--- Text passage ---
Opportunity knocks for new WBB coach

New women’s basketball head coach Lucia Robinson-Griggs’ impressive resumé includes recruiting director and assistant coach at MIT, accomplished player at Division II Bentley University and ninth grade algebra teacher. Courtesy of vcwbb via Instagram

No one can figure out who said “When opportunity knocks, you’d better answer the door.” It’s unclear if anybody notable actually said those exact words, but most everyone gets the gist. For first-year Vassar women’s basketball head coach Lucia Robinson-Griggs, the knock was more of a clap of thunder, or an airplane taking off. Basically a really loud sound.

When longtime Brewers’ head women’s basketball coach Candice Signor-Brown announced her sudden departure for Swarthmore College, she left behind a team that went 21-7, made the NCAA Tournament and returned its top seven scorers for this season. The knocking was deafening, and someone was going to open the door and welcome the chance to achieve immediate success. To find out more about that someone, I sat down with Coach Robinson-Griggs and talked about her career, her team and algebra.

Robinson-Griggs knows what she’s working with. She put it as
simply as possible, saying, “I’m not in a rebuilding situation.” Robinson-Griggs hails from Chelsea, MA, a town with an area of, depending on which map you use, 1.8 or 2.2 square miles. After a brief stint at Quinnipiac University, she played two years at Division II Bentley University, reaching the Sweet 16 in her senior year. Her first head coaching job was at Lesley University, where she spent two years in charge after a year as an assistant. She then coached at MIT for eight years, wearing a panoply of hats under the title of assistant coach.

--- Tasks and exercises ---
[1] Write out the coach profile word for word, everything from "No one can figure" down to "team and algebra.".
[2] Name every college or university that the coach profile mentions.
[3] Answer these from the coach profile:
(a) What record did the team have last season?
(b) What town does Robinson-Griggs come from?
(c) How many years did she coach at MIT?
The data that comes next stands apart from the coach profile.

--- Data excerpt ---

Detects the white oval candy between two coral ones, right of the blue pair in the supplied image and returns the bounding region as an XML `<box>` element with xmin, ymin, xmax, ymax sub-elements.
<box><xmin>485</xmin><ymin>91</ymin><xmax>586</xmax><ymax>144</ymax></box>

--- Task results ---
[1]
No one can figure out who said “When opportunity knocks, you’d better answer the door.” It’s unclear if anybody notable actually said those exact words, but most everyone gets the gist. For first-year Vassar women’s basketball head coach Lucia Robinson-Griggs, the knock was more of a clap of thunder, or an airplane taking off. Basically a really loud sound.

When longtime Brewers’ head women’s basketball coach Candice Signor-Brown announced her sudden departure for Swarthmore College, she left behind a team that went 21-7, made the NCAA Tournament and returned its top seven scorers for this season. The knocking was deafening, and someone was going to open the door and welcome the chance to achieve immediate success. To find out more about that someone, I sat down with Coach Robinson-Griggs and talked about her career, her team and algebra.

[2]
Vassar
MIT
Bentley University
Swarthmore College
Quinnipiac University
Lesley University

[3]
(a) 21-7
(b) Chelsea, MA
(c) Eight years